*DESCRIPTION OF THE TASK:*
State how many lines of the items contain the string "bird", with case counting, and give only the number.
═══ SUPPLIED RECORDS ═══
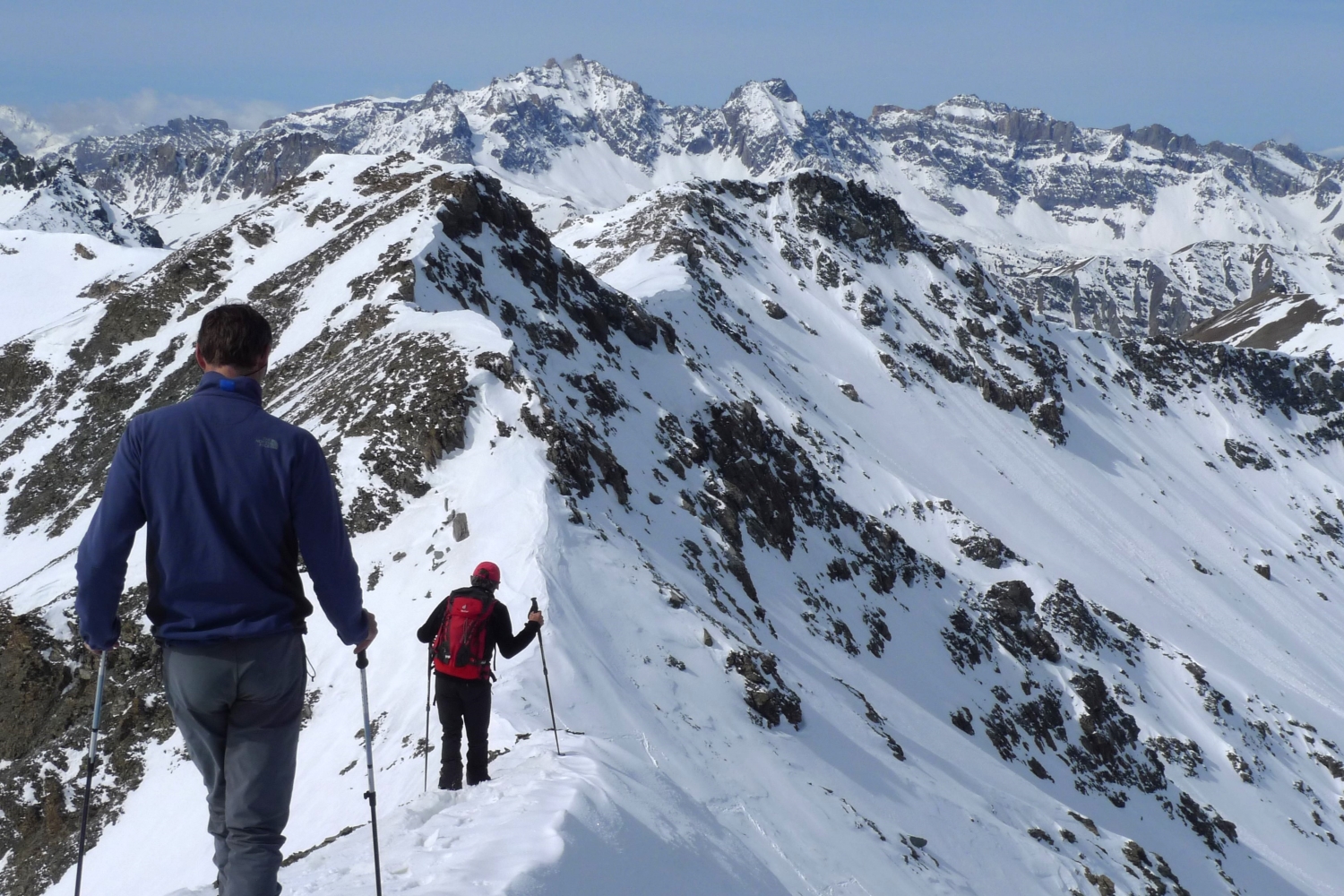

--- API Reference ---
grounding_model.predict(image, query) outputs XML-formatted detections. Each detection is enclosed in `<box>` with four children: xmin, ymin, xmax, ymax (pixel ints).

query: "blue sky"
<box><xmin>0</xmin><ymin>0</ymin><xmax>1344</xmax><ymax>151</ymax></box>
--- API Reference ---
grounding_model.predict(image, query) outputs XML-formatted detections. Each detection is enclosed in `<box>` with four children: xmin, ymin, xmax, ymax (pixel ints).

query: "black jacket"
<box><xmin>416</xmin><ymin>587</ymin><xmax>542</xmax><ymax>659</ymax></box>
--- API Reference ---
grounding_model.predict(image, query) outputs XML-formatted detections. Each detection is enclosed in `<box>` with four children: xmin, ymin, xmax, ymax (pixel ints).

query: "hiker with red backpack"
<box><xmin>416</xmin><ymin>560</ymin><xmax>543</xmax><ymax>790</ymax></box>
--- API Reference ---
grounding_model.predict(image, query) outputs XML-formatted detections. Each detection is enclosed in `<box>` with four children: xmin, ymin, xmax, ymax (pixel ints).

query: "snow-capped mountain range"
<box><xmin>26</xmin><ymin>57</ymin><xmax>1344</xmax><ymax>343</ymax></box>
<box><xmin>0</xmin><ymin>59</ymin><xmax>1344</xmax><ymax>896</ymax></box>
═══
═══ SUPPLIED RECORDS ═══
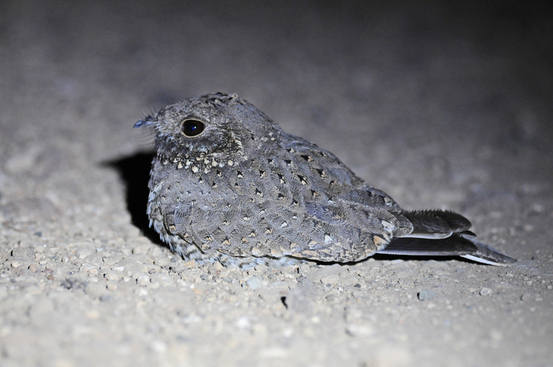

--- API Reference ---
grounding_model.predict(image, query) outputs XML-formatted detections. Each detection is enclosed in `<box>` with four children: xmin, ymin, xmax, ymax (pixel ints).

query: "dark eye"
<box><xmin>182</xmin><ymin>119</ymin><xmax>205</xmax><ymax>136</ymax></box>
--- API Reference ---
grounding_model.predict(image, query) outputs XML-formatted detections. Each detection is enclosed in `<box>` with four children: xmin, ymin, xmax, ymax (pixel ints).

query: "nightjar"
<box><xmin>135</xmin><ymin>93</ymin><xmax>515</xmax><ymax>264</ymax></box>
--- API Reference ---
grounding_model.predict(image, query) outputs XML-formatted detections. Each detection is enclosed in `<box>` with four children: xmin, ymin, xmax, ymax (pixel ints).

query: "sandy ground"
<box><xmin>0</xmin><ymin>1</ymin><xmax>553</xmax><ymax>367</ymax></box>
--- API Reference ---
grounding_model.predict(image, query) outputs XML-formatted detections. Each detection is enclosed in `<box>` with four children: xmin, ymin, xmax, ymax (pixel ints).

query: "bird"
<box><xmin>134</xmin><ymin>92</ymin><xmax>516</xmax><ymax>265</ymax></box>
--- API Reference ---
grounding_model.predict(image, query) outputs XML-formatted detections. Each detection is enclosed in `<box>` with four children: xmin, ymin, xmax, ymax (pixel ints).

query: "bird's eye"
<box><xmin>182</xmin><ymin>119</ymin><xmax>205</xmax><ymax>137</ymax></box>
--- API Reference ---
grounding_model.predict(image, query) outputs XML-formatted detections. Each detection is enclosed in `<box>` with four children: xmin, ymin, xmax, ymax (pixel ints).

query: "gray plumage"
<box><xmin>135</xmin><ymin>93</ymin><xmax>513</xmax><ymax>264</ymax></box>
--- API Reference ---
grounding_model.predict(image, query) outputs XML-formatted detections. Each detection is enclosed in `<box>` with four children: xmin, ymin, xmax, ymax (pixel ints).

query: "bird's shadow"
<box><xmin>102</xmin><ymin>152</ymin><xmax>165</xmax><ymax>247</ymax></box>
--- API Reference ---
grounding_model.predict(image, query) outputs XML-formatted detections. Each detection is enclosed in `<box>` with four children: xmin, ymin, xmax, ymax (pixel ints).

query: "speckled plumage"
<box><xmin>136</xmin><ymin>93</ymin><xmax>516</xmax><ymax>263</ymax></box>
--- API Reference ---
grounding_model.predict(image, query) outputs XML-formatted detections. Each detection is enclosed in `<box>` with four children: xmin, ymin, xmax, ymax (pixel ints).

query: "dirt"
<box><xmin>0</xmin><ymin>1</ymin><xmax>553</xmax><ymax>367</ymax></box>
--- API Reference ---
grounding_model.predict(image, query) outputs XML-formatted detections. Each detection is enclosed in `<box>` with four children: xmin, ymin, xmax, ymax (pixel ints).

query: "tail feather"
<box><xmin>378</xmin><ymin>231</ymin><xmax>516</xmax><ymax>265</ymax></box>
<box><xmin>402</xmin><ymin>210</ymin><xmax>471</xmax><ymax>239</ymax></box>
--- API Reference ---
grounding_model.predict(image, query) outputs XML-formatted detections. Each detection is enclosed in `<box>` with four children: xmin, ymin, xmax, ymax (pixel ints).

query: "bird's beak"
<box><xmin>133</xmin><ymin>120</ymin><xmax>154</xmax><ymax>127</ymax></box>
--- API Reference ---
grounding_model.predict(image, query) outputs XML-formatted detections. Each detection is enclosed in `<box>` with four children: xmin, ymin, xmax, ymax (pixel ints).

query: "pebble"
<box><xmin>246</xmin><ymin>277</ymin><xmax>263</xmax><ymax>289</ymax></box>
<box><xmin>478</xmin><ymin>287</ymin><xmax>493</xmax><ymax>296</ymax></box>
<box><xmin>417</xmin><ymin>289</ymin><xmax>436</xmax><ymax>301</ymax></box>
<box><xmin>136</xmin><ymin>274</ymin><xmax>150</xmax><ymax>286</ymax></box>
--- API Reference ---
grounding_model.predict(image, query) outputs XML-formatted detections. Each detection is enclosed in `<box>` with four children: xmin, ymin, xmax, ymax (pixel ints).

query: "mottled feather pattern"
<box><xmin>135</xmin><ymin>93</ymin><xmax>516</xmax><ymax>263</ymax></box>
═══
═══ SUPPLIED RECORDS ═══
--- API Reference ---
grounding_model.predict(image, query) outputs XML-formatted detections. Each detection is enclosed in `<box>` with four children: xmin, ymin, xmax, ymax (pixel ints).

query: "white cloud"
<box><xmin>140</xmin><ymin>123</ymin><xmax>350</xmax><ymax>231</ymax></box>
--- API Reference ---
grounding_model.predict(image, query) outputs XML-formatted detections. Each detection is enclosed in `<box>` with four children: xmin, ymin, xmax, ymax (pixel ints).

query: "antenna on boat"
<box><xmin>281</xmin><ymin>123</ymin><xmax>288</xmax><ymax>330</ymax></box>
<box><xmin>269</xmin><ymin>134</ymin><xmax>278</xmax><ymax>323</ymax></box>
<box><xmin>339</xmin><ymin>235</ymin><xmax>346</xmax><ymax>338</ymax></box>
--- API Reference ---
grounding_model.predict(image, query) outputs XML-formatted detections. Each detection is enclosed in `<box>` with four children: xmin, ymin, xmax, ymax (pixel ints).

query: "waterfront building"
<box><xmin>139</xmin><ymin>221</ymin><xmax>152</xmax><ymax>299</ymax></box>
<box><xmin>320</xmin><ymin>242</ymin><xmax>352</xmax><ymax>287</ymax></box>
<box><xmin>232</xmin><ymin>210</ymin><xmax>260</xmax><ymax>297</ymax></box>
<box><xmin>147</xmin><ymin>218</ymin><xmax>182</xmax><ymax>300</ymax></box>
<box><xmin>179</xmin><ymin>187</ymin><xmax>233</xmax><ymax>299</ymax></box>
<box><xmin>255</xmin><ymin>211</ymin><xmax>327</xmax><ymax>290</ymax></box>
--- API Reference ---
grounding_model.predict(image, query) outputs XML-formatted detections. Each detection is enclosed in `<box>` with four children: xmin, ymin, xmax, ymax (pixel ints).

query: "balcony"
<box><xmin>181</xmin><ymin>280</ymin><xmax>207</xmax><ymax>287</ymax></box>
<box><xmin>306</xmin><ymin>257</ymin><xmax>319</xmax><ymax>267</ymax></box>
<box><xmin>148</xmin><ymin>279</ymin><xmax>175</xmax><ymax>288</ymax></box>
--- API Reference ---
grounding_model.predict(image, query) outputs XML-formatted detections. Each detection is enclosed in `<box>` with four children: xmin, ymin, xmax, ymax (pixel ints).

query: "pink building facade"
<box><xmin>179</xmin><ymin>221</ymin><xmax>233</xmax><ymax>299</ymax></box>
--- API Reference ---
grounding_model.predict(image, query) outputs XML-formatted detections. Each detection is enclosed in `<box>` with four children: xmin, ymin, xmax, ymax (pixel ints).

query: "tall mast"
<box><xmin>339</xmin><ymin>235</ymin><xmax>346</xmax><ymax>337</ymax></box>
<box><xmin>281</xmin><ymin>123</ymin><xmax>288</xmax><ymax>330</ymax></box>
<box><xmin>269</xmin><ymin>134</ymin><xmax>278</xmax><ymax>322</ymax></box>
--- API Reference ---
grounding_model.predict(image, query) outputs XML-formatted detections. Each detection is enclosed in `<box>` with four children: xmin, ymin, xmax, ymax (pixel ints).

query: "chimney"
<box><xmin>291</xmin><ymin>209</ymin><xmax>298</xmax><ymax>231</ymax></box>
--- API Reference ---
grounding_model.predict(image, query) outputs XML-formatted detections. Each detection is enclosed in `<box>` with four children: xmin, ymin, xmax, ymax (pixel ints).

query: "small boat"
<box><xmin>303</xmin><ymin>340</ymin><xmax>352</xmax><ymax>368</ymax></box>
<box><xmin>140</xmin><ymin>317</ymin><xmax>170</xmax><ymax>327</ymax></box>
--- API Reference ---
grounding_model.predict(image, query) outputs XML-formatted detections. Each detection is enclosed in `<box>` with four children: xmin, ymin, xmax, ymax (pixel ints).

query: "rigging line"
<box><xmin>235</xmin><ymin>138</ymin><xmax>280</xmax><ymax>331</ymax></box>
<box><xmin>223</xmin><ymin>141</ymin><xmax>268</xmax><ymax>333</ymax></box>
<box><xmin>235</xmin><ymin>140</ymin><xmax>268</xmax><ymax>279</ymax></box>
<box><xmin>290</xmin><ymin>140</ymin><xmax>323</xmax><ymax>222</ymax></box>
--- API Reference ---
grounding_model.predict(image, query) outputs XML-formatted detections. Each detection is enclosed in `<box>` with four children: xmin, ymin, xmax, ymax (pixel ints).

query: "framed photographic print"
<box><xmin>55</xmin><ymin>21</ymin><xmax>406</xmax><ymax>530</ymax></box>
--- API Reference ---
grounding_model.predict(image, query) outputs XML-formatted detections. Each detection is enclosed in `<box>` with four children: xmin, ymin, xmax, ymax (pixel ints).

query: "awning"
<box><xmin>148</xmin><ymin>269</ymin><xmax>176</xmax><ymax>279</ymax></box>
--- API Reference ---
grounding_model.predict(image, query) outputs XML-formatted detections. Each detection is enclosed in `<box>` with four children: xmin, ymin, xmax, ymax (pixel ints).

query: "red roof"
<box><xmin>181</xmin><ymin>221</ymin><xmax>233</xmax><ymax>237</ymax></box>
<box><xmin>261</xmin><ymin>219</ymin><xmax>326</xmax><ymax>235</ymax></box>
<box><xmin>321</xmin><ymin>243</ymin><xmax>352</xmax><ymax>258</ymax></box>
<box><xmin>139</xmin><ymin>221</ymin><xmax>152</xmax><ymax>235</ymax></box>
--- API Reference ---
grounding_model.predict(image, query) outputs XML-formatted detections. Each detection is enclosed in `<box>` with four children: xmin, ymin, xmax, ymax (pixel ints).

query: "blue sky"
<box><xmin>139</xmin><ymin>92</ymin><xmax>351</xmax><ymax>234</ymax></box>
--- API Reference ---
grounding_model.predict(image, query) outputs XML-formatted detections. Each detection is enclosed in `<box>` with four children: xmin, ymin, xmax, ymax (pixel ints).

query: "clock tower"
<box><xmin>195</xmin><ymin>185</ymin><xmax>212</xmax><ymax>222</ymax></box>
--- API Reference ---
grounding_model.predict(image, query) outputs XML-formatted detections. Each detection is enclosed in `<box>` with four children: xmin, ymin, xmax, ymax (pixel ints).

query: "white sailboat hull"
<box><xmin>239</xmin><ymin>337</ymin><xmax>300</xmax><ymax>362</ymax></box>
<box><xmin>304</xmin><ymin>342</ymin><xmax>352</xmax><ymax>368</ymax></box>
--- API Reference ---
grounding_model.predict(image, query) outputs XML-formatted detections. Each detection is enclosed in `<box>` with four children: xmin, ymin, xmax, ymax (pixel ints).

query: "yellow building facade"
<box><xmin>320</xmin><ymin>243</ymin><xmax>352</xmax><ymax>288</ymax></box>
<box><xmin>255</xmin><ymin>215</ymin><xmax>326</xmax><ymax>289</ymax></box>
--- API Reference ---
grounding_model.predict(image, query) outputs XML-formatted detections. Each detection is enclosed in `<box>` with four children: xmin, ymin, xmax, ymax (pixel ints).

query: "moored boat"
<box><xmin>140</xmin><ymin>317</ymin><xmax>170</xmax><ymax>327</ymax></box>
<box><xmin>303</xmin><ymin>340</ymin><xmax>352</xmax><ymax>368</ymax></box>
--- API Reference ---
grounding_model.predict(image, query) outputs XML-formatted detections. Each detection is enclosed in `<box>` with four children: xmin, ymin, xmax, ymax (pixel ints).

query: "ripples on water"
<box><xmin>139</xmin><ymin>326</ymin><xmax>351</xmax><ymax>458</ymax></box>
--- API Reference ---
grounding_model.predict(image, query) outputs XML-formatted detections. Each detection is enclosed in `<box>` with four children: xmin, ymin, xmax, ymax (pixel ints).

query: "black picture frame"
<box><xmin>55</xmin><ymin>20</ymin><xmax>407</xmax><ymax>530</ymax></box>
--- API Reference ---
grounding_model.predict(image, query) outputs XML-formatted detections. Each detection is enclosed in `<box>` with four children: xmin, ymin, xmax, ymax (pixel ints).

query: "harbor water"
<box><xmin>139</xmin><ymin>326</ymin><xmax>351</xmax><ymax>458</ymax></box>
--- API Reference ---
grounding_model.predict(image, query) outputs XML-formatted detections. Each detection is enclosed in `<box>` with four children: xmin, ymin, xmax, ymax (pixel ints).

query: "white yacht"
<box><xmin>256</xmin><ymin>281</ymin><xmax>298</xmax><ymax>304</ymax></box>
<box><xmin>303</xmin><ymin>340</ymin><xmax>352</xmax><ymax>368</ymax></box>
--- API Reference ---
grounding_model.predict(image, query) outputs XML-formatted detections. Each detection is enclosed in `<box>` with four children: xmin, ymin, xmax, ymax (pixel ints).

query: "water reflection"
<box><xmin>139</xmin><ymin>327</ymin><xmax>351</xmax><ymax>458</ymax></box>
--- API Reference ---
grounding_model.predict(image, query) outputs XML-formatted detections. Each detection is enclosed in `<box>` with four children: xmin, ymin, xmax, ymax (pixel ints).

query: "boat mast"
═══
*THE COMPLETED TASK:*
4